Like many in the learning business, it’s likely you’ve spent the past several years adapting your sales enablement approach toward meeting the needs of an increasingly remote and, in some cases, highly distributed workforce.

And, while the COVID-19 pandemic challenged each of us to redirect learners to new forms of enablement, it also provided a unique opportunity to view existing training methods in a new light and to reassess what has worked and what hasn’t for our learners.

During this period, the power of personalized learning took on even greater importance — particularly in sales — as many sales executives, coping with the uncertainty of the times, sought added direction and relevance in their enablement.

These needs, combined with hectic schedules (a fact of life for sales executives pre-and post-pandemic) further accelerated personalized learning’s evolution for sales (and other roles) into new areas of exponential impact.

Among them, the use of skills gap analysis and customer relationship management (CRM) data to create individualized learning plans that maximize time spent learning and drive success in the field. Here are three key steps for unlocking this highly effective personalized learning approach for your target audience:

1. Gather Data Across a Standardized Set of Skills or Competencies

For those in sales and other customer-facing roles, the skills you seek to analyze may include a variety of hard and soft skills like demand generation, presentation skills and negotiation (to name a few).

However, no matter the role of your learner, keep your skill list as streamlined as possible (eliminating too much granularity, which leads to diluted data) and also consider drawing the skills (and their respective definitions) from a globally standardized skill database — a move that will allow you to compare your learner’s proficiency against others in your industry assessing the same skill list.

You may also leave room for role-specific skills that pertain only to certain subsets of your learning audience.

With your skill list defined, have sales executives assess themselves across a pre-defined proficiency scale. For example, you could use a 0-4 scale with ratings of “0” representing “new” to a particular skill on up to “4,” or “expert” level.

During this time (either simultaneously or following the collection of self-assessment data), ask your first line sales manager to assess their sales executive team members across the same skills, using the same proficiency scale — a crucial step for greater accuracy when determining skill gaps (see step two below).

## DATA EXCERPTS
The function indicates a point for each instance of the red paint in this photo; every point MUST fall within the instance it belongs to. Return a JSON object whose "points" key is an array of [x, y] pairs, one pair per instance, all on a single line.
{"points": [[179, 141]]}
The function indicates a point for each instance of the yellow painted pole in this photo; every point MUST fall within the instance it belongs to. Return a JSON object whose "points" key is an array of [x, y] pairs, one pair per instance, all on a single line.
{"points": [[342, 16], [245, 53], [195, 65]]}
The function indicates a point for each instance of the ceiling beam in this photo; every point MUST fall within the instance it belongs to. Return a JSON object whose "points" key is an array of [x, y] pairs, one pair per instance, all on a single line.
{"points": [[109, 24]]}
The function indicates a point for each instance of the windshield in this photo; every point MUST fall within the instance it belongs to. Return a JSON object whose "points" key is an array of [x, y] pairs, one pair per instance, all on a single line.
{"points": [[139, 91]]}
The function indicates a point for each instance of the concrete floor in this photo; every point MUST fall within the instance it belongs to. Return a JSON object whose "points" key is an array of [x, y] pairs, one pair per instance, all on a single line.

## TASKS TO COMPLETE
1. In the text on personalized sales learning, what does a rating of "4" stand for on the example proficiency scale?
2. Retype the text on personalized sales learning word for word, starting at "However, no matter" and ending at "same skill list.".
3. Extend the text on personalized sales learning, picking up after its last sentence.

## RESPONSES TO THE TASKS
1. It stands for "expert" level.

2.
However, no matter the role of your learner, keep your skill list as streamlined as possible (eliminating too much granularity, which leads to diluted data) and also consider drawing the skills (and their respective definitions) from a globally standardized skill database — a move that will allow you to compare your learner’s proficiency against others in your industry assessing the same skill list.

3.
2. Develop Personalized Learning Plans

Once your data is gathered, compare first line sales manager ratings against a pre-designated target rating — a level that could be set by leadership at the global or line-of-business level (for role-specific skills).

Wherever a manager rating (e.g., a “2” on the 1-4 scale) falls below the target ratings (a “3” for example), a gap is identified.

You can then share this information with participating sales executives via a personalized learning plan, outlining their individual skill gaps along with direct links to training specifically designed to close each gap.  By removing the guesswork, you’ll be able to maximize time spent learning for sales executives.

Managers should also have access to their team members’ learning plans and be encouraged to use them as a valuable resource during one-on-ones and other developmental discussions.

At the macro-level, data gathered via assessments can be compared against internal, CRM data to uncover correlations that may exist between skill proficiency and key performance indicators (KPIs) crucial to the success of your learners.

For example, you may find that high-performing sale executives who consistently make or exceed their sales targets also share comparatively higher proficiency levels in certain skills. You can then use this insight to build or enhance existing learning that will boost proficiency for others in these highly correlated skill areas.

You can also incorporate these findings into personalized learning plans, labeling them as “prioritized skills”— thereby, creating a clear starting point (should a gap exist) in each participating sales executive’s journey toward improved skill proficiency.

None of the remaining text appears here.